**Belge bölümü**

################

Etiket: “Kimse

  • Kılıçdaroğlu: “CHP’nin Bayrak, Vatan, İnsan Sevgisini Hiç Kimse Reddedemez”

    CHP Genel Başkanı Kemal Kılıçdaroğlu, “CHP’yi eleştirebilirler. ‘Şöyle yaptınız’, ‘böyle yaptınız’ diyebilirler ama bir şeyi kimse söylemez; CHP’nin bayrak sevgisini, vatan insan sevgisini, insan sevgisini hiç kimse reddedemez. Bayrağımızı, çocuklarımızı, insanlarımızı seviyoruz. Biz bir orman gibi kardeşçe yaşamak istiyoruz” dedi.

    CHP Genel Başkanı Kemal Kılıçdaroğlu, İzmir’de Balçova Belediyesi tarafından yapılan Şehit Polis Haluk Varlı Parkı’nın açılışına katıldı. Kılıçdaroğlu’nun Adnan Menderes Havalimanı’nda düzenlediği basın toplantısının ardından düzenlenen açılışa, 2015 Eylül’de şehit olan polis Haluk Varlı’nın öğretmen eşi Gül Varlı’nın yanı sıra İzmir Büyükşehir Belediye Başkanı Aziz Kocaoğlu, CHP İzmir Milletvekilleri, Balçova Belediye Başkanı Mehmet Ali Çalkaya, ilçe belediye başkanları, CHP İzmir İl Başkanı Alaattin Yüksel, ilçe başkanları, partililer ve çok sayıda vatandaş katıldı.

    Açılışı balkonlarından izleyen vatandaşların, binalarına Türk bayrakları ve Kemal Kılıçdaroğlu pankartlar astığı görüldü. Şehit polisin eşi Gül Varlı, öğretmen arkadaşlarıyla birlikte parkın önünde fotoğraf çektirdi. Açılışta konuşan Kılıçdaroğlu, barış ve huzur vurgusu yaparak, “Şehit polisimiz Haluk Varlı, biz insanca yaşayalım diye hayatını feda etti. CHP’yi eleştirebilirler. ‘Şöyle yaptınız’, ‘böyle yaptınız’ diyebilirler ama bir şeyi kimse söylemez; CHP’nin bayrak sevgisini, vatan insan sevgisini, insan sevgisini hiç kimse reddedemez. Bayrağımızı, çocuklarımızı, insanlarımızı seviyoruz. Biz bir orman gibi kardeşçe yaşamak istiyoruz” diye konuştu.

################

(Etiketlenmiş nokta kayıtları)
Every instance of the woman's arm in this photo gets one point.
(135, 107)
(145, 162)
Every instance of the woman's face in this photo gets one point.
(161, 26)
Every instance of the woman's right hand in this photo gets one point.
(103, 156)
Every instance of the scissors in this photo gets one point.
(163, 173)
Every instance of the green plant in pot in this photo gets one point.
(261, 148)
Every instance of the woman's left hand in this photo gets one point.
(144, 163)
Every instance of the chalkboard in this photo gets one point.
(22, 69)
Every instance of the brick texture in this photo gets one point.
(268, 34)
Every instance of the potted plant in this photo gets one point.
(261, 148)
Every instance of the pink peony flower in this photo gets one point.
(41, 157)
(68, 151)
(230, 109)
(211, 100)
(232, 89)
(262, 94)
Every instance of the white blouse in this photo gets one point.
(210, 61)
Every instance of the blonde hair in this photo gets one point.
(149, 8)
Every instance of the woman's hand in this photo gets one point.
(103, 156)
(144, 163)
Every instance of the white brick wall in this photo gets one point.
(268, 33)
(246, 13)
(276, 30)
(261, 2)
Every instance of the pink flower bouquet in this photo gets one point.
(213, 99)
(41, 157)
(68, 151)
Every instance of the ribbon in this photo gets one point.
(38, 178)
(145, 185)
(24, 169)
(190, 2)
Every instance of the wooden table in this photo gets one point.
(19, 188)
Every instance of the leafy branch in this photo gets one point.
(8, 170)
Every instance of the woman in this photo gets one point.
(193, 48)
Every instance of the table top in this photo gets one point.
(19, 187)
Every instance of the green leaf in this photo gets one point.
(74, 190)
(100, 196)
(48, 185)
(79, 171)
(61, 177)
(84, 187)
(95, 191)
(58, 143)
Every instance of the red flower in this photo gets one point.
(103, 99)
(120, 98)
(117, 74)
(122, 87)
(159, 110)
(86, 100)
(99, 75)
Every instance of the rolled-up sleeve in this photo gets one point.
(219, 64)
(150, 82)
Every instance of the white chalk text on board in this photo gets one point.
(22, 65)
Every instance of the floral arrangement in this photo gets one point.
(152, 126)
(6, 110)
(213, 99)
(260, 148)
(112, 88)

################

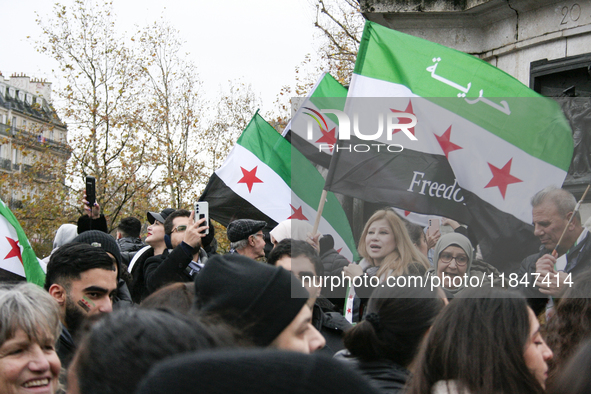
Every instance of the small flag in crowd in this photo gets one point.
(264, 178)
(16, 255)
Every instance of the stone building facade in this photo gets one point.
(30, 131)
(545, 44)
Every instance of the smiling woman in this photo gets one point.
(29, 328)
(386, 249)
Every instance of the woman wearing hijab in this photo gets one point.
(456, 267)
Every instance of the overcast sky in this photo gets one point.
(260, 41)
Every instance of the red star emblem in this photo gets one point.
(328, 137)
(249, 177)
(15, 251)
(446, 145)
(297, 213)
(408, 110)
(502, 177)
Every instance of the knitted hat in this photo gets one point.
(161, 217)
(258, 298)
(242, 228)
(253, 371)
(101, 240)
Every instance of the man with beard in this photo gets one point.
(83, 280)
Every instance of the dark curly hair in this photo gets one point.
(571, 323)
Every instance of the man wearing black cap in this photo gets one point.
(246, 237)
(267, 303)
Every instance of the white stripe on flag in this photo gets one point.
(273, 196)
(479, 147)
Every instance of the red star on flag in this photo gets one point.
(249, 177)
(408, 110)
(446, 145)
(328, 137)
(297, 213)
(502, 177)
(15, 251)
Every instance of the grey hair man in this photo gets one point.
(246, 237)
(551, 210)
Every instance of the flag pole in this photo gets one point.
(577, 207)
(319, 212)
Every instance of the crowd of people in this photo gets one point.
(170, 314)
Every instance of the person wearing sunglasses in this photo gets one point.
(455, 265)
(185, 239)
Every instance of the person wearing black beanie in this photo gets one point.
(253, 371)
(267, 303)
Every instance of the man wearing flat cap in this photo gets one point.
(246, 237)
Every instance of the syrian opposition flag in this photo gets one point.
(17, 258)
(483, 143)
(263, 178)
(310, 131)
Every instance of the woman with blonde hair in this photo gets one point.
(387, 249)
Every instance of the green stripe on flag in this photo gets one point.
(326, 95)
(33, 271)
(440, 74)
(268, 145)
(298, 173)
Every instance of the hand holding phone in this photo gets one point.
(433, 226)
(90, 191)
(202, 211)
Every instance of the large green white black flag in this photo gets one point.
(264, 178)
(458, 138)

################

**Amaç 1**
Kayıtlarda "green" dizesini içeren satırları say ve yalnızca sayıyı yaz; büyük-küçük harf ayrımı önemlidir.
**Amaç 2**
Kılıçdaroğlu'nun İzmir'deki park açılışıyla ilgili haberi kaldığı yerden sürdür.
Metin ile kayıtlar birbirinden bağımsızdır.

**Alıştırma yanıtı 1**
4

**Alıştırma yanıtı 2**
    Kamuoyunda CHP için “Algı operasyonu yapıyor” dendiğini belirten Kılıçdaroğlu, algıya değil, akıllarına güvendiklerini söyledi. Herkesin Türkiye’de yaşayan mutlu insanlar olacağını ifade eden Kılıçdaroğlu, sözlerini şöyle sürdürdü:

    “Biz Türkiye Cumhuriyeti’nde yaşayan mutlu insanlar olacağız. Devletin kurumları vardır. Askeri, polisleri vardır, yargıcı vardır. Devlette olması gereken ana unsur adalettir. Adaletin olmadığı yer de devlet de olmaz. Ahlakın olmadığı yerde de adalet olmaz. Güzel ahlakı savunmalıyız. Bu toprakların mayasında yüce ahlak vardır. Sevgili peygamberimiz ‘ben yüksek ahlakı tamamlamak üzere gönderildim’ der. İşte ahlak bu kadar önemlidir.”

    “VEFA BORCUMUZ VAR”

    Polislerin önemine dikkat çeken Kılıçdaroğlu, “Polisimiz görev yapar, polis bizden birisidir. Eğer bu ülkenin sokaklarında rahat geziyorsak, kahvesine, lokantasına gidebiliyorsak polis arkadaşlarımızın onurlu görevi nedeniyledir. Terörün kol gezdiği yerde yine onlar öndedir. Hayatlarını, kolunu, gözünü verir. Bize düşen görev; bu ülke için hayatını veren, canını, kolunu, bacağını veren o insanlara yüksek vefa duygusunu göstermektir. O nedenle ‘ahlak’ diyorum. Parka adının verilmesi elbette yetmez. Onlara ne kadar hizmet edersek bir anlamda kendi vicdanımızı tatmin etmek için. Benim çocuğum komşum, tanımadığım insanlar için hayatını feda eden insanlara vefa borcumuz vardır. O insanlar bizim daha rahat yaşayabilmemiz için hayatlarını feda eden insanlar” dedi.

    “HUZUR İÇİNDE YAŞAMAK İSTİYORUZ”

    Kendi ülkelerinde huzur içinde yaşamak istediklerini kaydeden Kılıçdaroğlu, şunları söyledi:

    “Her gün şehitlerin geldiği ülkemizde yüreklerimizde derin yaralar açılıyor. Neden? Eğer insansak aklımıza kullanacaksak soru sormalıyız ve kendi vicdanımızla yanıtı bulmalıyız. Ne oldu da Türkiye 14 yılda bu noktaya geldi? Bizim bu memlekette huzura ihtiyacımız var. İlk lokmayı alırken nasıl ‘bismillah’ diyorsak ‘huzur’ da diyebilmeliyiz.”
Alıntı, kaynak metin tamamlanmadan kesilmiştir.